**Excerpt provided**
__________________________________________________

However, I still wonder ref the benefits of increased radiation vs increased insulation as an air cooled engine when in use, in most situations, is very seldom at a steady state, accelerating and decelerating all the time with heat build up rising and falling. I such cases I can still visualise the added insulation causing an average increase in latent heat?

When I had my motor built, the builder (same guy who built that fast SBR racing Commando a few years ago) recommended HPC for the barrels. So had that done.

Brooking 850 also has his Maney repro exhausts HPC coated,

Such coatings are very good indeed. But you gotta be careful with what you ask for…

The coatings applied to exhaust pipes are designed to insulate! The coatings on engine parts need to be designed to dissipate.

Make sure the person applying the stuff knows what’s what !!

hi all,
I’m extremely dubious that adding a layer of paint of any colour would increase cooling.
as the vast majority of cooling occurs from the physical contact of the air flow, I suspect that applying paint is just puting an extra layer between your motor and the air that cools it. Even when stationary I believe the majority of the cooling occurs through convection. To prove the point, deny your engine airflow and see how long it takes to reduce it to a molten lump of metal.

__________________________________________________

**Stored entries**

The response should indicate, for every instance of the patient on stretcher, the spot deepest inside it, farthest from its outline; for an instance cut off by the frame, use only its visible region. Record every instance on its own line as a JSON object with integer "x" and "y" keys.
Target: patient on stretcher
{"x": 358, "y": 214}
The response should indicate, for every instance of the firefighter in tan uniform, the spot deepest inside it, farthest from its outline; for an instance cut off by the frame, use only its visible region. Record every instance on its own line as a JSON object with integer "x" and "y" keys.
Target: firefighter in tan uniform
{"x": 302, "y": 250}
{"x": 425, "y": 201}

__________________________________________________

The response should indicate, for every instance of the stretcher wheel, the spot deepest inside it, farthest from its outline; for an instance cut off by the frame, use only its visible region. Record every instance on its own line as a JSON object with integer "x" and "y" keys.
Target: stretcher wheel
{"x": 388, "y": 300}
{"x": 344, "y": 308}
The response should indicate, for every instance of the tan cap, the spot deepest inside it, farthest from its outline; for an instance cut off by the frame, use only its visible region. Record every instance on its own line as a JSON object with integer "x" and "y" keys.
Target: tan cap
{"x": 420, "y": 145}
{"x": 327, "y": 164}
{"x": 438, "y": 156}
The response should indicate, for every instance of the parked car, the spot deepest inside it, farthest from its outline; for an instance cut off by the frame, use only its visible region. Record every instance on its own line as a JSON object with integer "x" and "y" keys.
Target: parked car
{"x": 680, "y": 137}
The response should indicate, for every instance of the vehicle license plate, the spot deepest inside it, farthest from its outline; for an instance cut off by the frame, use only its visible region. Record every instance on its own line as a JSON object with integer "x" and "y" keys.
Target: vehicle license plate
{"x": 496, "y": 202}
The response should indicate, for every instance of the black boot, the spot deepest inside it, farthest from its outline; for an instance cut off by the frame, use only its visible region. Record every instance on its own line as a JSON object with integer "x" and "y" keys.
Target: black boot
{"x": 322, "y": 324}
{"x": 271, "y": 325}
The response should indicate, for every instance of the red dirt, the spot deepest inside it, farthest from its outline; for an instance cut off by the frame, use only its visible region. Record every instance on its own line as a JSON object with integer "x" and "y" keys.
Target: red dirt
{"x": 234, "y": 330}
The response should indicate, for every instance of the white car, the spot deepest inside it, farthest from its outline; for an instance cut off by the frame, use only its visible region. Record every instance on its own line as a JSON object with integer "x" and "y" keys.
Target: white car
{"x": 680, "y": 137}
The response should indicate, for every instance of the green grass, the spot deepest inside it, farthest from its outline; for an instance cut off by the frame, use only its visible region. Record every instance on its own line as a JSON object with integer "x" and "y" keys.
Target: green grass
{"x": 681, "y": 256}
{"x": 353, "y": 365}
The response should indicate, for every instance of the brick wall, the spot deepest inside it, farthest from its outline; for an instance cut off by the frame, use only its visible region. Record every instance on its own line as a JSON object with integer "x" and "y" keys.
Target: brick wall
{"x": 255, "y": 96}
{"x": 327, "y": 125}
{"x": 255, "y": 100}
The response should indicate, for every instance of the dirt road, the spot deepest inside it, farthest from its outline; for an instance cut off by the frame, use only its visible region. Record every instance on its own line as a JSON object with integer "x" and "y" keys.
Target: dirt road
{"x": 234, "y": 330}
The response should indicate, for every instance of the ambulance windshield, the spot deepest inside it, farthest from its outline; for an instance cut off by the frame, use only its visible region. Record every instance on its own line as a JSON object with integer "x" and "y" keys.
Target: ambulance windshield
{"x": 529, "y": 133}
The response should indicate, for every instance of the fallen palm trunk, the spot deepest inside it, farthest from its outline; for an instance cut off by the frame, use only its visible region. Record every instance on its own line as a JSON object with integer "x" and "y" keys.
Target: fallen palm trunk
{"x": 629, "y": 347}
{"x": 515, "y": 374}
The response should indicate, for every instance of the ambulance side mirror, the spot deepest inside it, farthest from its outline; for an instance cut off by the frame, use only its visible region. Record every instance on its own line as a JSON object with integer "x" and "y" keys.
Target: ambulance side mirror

__________________________________________________

**Objectives**
(1) In the thread on engine coatings, what are the coatings applied to exhaust pipes designed to do?
(2) Resume the thread on engine coatings after its last sentence.
None of the stored entries are needed for this work.

**Expected results**
(1) They are designed to insulate.

(2)
Temperature is interesting as the Lycoming engines I operate have a maximum recommended cylinder head temperature of 450F and an absolute red line of 500F which to me is insanely hot. I prefer to keep them below 400F if possible.
As the temperature increases, valve guide wear becomes significant, followed by valve tuliping and failure and eventually metallurgical changes.
regards
alan

Alan L said:

hi all,
I’m extremely dubious that adding a layer of paint of any colour would increase cooling.
as the vast majority of cooling occurs from the physical contact of the air flow, I suspect that applying paint is just puting an extra layer between your motor and the air that cools it. Even when stationary I believe the majority of the cooling occurs through convection. To prove the point, deny your engine airflow and see how long it takes to reduce it to a molten lump of metal.
Temperature is interesting as the Lycoming engines I operate have a maximum recommended cylinder head temperature of 450F and an absolute red line of 500F which to me is insanely hot. I prefer to keep them below 400F if possible.
As the temperature increases, valve guide wear becomes significant, followed by valve tuliping and failure and eventually metallurgical changes.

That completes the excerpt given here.